■ DATA IN THIS EXERCISE
>>>>
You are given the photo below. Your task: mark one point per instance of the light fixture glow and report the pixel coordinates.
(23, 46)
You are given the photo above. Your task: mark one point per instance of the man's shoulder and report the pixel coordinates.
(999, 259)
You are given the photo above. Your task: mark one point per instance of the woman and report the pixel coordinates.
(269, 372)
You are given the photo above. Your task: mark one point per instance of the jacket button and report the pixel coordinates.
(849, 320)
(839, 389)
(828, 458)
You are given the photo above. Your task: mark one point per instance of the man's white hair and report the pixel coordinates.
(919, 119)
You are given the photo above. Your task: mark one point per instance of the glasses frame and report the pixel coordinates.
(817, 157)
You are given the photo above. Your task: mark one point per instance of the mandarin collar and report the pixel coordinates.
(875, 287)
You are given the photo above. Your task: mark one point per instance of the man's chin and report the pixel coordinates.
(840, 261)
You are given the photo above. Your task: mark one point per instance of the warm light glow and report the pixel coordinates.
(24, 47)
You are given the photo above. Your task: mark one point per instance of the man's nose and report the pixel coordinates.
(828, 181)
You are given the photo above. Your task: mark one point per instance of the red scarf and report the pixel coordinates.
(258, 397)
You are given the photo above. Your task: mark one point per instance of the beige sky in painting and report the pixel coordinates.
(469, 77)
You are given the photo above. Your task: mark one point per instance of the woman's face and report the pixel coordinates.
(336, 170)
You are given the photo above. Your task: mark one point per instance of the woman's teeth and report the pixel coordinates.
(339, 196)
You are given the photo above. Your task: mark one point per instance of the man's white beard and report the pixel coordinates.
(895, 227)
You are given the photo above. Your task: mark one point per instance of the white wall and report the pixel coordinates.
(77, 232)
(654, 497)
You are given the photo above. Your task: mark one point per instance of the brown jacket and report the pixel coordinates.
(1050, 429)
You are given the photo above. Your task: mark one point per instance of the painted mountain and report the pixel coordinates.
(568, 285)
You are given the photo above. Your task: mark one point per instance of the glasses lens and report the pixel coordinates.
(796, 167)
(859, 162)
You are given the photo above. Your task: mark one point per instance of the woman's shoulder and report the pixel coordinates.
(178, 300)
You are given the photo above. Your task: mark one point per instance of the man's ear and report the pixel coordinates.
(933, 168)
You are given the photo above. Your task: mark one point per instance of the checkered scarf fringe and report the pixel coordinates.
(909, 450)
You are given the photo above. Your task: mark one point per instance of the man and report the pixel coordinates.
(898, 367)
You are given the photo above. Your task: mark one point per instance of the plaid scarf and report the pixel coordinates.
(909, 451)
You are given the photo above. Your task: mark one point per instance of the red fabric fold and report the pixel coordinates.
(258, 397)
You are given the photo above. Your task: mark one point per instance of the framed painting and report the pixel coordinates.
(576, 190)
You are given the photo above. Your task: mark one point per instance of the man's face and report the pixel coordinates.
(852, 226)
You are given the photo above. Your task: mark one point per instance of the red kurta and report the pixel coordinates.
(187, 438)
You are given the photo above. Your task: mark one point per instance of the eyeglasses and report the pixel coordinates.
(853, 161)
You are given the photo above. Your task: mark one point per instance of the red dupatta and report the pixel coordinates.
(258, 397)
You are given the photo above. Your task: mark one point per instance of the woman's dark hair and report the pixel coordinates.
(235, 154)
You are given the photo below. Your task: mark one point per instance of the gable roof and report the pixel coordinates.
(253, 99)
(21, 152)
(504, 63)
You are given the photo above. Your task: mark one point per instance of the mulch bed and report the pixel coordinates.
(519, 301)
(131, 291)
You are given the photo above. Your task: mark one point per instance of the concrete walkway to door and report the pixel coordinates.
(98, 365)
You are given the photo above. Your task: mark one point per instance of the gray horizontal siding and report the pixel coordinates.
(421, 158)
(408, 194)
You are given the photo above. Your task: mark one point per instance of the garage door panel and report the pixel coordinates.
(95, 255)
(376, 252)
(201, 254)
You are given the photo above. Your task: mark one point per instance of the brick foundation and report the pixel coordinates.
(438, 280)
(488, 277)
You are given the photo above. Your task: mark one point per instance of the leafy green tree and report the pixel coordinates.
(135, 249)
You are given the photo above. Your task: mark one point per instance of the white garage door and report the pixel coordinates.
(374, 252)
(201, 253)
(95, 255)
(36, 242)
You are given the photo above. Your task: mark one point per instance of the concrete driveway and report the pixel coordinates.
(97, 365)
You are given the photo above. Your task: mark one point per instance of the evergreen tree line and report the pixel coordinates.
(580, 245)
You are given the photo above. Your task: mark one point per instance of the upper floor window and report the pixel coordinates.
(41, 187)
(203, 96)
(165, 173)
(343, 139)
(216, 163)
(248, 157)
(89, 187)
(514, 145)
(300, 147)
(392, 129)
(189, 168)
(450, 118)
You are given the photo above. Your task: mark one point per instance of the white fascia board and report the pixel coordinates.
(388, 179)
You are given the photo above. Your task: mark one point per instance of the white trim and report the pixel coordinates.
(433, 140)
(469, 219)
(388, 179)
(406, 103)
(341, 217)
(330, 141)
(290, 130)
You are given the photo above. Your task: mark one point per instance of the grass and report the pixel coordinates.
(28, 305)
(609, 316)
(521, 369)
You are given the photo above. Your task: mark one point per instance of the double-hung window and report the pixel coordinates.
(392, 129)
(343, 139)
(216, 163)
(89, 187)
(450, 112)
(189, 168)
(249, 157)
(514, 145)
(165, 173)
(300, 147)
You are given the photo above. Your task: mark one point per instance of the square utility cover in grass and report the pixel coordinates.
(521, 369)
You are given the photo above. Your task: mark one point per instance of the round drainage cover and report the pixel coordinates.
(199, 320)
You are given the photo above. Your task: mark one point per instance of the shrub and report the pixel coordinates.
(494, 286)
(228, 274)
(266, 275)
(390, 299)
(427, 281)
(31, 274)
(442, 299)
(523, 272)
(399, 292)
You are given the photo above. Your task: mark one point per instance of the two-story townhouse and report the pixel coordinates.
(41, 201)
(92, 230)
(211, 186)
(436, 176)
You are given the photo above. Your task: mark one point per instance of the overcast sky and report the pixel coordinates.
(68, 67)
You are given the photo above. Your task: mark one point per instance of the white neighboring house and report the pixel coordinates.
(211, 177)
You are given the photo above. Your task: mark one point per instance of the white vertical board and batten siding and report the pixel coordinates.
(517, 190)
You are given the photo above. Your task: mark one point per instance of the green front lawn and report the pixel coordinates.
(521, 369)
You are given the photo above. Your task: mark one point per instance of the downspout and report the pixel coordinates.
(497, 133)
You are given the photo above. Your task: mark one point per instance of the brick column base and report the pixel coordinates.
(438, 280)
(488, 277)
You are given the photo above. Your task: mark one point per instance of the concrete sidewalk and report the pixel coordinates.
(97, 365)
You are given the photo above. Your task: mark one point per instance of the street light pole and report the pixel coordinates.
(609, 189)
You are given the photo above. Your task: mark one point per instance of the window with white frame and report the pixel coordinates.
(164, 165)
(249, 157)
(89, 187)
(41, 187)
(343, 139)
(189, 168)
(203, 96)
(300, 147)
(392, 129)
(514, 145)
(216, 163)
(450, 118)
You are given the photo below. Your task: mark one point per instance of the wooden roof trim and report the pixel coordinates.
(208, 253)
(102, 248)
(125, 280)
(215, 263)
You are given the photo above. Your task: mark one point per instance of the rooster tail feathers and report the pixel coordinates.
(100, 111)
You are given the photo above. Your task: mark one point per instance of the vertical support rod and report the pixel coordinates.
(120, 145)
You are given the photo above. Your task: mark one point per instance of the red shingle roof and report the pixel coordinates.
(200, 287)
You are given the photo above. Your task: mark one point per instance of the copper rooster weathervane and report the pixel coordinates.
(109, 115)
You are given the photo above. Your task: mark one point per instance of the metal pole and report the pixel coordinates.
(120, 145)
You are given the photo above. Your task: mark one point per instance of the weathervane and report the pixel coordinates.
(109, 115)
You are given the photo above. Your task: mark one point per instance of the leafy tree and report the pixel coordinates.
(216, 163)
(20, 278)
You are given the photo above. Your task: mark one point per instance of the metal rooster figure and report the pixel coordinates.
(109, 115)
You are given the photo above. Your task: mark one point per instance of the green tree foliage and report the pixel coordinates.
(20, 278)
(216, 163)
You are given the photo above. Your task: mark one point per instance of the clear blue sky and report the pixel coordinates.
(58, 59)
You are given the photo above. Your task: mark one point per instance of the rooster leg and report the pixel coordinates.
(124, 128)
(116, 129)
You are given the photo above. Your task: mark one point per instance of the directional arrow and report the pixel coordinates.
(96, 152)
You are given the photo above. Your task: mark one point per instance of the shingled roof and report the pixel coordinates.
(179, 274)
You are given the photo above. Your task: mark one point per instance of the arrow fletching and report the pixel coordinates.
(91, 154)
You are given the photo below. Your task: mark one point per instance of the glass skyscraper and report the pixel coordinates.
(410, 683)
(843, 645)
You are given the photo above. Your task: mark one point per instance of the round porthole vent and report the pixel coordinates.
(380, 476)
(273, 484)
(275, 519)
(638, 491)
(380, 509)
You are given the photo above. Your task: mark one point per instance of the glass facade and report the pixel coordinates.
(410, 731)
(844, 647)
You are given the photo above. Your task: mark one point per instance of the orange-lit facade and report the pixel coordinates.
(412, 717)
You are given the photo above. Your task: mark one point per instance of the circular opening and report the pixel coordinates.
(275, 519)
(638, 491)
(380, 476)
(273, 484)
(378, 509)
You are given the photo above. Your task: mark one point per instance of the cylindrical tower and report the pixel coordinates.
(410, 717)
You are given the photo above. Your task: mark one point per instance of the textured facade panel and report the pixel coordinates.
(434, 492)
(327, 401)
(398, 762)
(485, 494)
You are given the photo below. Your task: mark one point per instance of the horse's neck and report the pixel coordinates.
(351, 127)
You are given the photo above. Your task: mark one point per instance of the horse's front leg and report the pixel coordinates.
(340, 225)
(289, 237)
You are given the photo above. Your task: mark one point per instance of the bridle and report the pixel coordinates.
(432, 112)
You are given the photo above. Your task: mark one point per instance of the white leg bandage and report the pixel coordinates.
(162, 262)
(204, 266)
<<<<
Extract exactly the lines between the line containing "tower and report the pixel coordinates." and the end of the data, including both.

■ THE OUTPUT
You are given the photo above. Your task: mark one point per instance of the cylindrical tower and report the pixel coordinates.
(410, 717)
You are given the photo above. Your task: mark one point per instance of the textured facade panel and report the pixel coordinates.
(434, 492)
(327, 401)
(398, 762)
(485, 494)
You are given the photo below. Your task: mark one point per instance of the horse's neck and report the pixel coordinates.
(351, 127)
You are given the photo above. Your task: mark one point per instance of the horse's front leg and report the pixel coordinates.
(340, 225)
(289, 237)
You are given the photo above. Your task: mark one point per instance of the bridle and report the pixel coordinates.
(432, 112)
You are given the photo above. Your task: mark one point per instance of the white leg bandage and report the pixel coordinates.
(162, 262)
(204, 266)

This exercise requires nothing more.